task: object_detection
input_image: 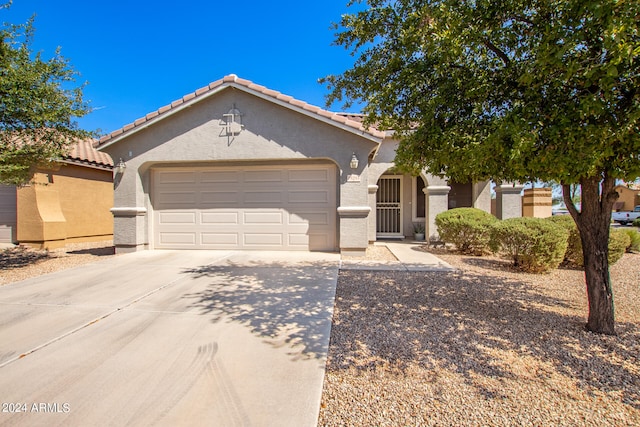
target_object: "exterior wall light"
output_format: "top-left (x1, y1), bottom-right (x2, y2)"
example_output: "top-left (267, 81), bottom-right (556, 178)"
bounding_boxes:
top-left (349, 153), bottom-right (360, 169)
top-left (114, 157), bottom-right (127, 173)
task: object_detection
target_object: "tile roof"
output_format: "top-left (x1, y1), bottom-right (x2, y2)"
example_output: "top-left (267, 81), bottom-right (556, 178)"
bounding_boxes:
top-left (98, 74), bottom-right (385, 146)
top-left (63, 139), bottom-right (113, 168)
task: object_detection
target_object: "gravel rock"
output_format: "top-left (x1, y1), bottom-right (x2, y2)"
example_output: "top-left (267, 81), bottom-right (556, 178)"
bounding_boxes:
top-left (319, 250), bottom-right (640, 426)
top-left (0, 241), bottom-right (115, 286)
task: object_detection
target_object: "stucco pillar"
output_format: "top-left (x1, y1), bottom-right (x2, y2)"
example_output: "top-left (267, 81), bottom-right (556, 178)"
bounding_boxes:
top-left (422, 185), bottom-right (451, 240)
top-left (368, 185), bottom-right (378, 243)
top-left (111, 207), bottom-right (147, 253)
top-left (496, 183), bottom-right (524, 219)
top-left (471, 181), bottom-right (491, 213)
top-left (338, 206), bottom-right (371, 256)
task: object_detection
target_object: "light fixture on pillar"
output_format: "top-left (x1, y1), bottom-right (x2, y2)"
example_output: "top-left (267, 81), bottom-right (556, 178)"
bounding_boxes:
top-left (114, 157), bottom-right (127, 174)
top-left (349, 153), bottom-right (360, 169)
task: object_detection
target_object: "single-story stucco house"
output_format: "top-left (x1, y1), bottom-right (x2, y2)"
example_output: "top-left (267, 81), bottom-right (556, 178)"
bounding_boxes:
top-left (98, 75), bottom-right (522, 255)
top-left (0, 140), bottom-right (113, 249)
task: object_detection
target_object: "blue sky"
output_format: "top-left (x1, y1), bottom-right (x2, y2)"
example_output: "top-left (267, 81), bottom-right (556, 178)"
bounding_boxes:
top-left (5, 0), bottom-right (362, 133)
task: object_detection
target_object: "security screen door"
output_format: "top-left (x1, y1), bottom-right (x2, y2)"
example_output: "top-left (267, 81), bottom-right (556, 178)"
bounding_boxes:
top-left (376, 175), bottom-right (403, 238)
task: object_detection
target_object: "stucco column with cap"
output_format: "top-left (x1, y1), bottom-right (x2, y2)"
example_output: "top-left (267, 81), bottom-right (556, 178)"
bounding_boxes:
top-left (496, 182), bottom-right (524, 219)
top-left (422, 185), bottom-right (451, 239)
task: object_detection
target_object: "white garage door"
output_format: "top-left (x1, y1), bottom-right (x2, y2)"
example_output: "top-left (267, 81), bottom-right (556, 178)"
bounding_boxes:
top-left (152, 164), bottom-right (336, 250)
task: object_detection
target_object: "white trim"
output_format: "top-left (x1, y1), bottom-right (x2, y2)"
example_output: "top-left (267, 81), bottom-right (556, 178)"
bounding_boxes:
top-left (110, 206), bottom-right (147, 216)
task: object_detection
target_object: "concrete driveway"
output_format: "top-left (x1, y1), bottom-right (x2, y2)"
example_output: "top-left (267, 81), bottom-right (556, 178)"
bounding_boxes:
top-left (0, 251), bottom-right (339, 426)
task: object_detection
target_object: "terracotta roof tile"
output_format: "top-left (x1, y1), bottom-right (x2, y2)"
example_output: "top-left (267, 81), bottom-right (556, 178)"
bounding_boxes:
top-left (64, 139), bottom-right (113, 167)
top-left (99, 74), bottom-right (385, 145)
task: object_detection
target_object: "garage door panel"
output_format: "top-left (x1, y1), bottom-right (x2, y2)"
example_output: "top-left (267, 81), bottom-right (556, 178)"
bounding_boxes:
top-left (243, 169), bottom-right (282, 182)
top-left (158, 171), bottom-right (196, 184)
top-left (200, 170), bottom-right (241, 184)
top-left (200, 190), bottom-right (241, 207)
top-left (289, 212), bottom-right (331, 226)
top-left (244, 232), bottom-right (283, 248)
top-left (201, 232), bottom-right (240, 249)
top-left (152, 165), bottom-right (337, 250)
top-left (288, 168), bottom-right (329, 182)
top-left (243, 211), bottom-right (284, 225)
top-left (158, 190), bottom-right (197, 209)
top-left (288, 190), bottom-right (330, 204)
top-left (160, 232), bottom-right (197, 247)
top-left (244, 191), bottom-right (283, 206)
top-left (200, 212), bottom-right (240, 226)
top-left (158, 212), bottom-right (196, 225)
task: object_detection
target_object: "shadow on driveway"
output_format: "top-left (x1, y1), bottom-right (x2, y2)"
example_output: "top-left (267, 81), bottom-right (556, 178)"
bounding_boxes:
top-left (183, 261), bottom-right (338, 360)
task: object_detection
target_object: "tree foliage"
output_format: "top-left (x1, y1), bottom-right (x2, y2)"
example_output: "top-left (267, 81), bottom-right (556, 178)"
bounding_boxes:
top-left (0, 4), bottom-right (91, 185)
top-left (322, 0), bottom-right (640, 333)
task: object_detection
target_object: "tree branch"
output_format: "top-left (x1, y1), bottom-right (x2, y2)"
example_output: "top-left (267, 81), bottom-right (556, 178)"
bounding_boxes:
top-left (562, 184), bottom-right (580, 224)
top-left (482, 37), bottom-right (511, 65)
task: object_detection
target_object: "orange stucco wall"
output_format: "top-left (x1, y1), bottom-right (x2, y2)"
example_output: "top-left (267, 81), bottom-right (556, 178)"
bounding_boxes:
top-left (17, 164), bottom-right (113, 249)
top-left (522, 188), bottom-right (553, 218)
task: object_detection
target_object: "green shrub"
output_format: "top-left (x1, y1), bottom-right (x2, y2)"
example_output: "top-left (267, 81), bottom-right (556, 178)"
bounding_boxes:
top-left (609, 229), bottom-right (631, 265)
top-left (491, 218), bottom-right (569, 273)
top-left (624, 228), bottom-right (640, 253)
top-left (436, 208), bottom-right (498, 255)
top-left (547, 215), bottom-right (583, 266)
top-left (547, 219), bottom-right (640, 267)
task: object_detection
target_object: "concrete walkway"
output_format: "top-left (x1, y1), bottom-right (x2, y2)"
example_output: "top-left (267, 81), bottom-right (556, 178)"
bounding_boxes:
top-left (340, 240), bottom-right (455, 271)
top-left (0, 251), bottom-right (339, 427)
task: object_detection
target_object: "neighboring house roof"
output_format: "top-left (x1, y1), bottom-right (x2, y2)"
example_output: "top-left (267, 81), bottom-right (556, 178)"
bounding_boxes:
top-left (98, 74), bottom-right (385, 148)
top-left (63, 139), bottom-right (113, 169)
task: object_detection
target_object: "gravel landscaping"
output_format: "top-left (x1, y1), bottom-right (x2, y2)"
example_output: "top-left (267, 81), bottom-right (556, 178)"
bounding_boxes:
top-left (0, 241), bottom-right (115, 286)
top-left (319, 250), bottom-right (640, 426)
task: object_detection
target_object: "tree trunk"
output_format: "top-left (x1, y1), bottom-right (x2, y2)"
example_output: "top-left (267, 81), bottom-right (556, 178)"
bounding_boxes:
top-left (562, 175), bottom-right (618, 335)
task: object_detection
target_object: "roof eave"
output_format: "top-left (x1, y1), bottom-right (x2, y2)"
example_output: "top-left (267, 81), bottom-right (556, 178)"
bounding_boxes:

• _Short task_: Reproduce, word for word, the rows from the very first line through the line containing "top-left (114, 157), bottom-right (127, 173)", including both ends, and leave the pictures out.

• _Written answer_:
task: object_detection
input_image: 
target_object: "exterior wall light"
output_format: "top-left (x1, y1), bottom-right (x2, y2)"
example_output: "top-left (267, 81), bottom-right (556, 178)"
bounding_boxes:
top-left (349, 153), bottom-right (360, 169)
top-left (114, 157), bottom-right (127, 173)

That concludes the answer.